Report every line from the following entries that contains the string "road".

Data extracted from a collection
BEGIN

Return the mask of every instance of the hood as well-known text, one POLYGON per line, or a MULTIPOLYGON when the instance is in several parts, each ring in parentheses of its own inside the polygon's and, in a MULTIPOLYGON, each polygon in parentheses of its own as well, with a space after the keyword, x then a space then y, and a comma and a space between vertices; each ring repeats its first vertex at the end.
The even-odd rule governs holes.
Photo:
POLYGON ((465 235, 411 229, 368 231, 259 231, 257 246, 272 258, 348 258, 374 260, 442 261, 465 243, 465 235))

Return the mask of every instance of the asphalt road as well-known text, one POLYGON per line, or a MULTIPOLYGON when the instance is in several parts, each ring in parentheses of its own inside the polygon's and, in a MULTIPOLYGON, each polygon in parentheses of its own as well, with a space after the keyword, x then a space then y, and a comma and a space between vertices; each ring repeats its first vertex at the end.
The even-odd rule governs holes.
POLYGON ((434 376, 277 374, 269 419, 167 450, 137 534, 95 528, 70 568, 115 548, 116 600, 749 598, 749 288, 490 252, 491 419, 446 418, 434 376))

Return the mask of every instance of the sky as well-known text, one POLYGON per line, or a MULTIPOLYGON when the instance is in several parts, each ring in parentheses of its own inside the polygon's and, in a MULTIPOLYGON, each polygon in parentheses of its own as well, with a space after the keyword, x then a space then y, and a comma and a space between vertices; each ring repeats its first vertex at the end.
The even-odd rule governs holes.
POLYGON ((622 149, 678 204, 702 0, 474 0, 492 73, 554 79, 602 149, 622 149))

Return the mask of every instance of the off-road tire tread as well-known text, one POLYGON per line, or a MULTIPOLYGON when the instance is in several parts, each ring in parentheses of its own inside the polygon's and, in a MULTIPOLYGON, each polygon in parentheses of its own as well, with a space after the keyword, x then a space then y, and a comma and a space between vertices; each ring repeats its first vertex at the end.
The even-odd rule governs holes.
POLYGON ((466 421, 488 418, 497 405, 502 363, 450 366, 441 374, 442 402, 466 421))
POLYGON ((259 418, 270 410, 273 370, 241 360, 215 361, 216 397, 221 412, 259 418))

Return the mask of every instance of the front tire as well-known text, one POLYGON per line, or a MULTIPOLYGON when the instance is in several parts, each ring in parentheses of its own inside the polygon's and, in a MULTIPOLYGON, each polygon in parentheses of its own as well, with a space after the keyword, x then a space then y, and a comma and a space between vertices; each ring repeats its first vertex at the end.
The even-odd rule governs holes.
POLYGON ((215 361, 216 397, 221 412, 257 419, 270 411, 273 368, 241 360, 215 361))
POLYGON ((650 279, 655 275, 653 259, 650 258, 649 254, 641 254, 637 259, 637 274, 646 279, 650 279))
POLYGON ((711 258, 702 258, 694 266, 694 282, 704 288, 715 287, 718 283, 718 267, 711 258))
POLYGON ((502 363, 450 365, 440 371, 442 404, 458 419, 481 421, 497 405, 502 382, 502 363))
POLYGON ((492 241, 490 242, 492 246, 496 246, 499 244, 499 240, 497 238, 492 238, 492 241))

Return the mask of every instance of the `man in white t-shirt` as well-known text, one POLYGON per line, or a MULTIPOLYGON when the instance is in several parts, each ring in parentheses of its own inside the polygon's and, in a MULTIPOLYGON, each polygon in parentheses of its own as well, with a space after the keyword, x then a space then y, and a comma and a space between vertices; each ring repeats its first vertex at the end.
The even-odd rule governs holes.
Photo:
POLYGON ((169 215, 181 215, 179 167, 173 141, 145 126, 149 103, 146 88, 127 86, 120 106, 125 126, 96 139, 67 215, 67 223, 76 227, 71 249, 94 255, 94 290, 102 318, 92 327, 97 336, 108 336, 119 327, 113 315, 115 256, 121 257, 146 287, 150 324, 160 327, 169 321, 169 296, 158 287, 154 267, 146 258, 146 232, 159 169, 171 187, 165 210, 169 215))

END

→ Solution for this task
Return the mask of every instance of the asphalt road as well-known text, one POLYGON per line, or a MULTIPOLYGON when the instance is in several parts, each ring in parentheses of its own inside the polygon's and, in a MULTIPOLYGON, each polygon in parentheses of its own as well, with a space after the keyword, x then a space then y, and a comma and a space between vertices; each ring repeats its first vertex at the end.
Return the mask of every instance of the off-road tire tread as well-known text, one POLYGON per line, or a MULTIPOLYGON when the instance is in several parts, each ring in parentheses of its own inside the polygon's and, in a MULTIPOLYGON, each polygon in parentheses of its own as well, with a space after the keyword, x then a space then y, and a comma and a space between vertices; each ring repeats its first vertex at the end.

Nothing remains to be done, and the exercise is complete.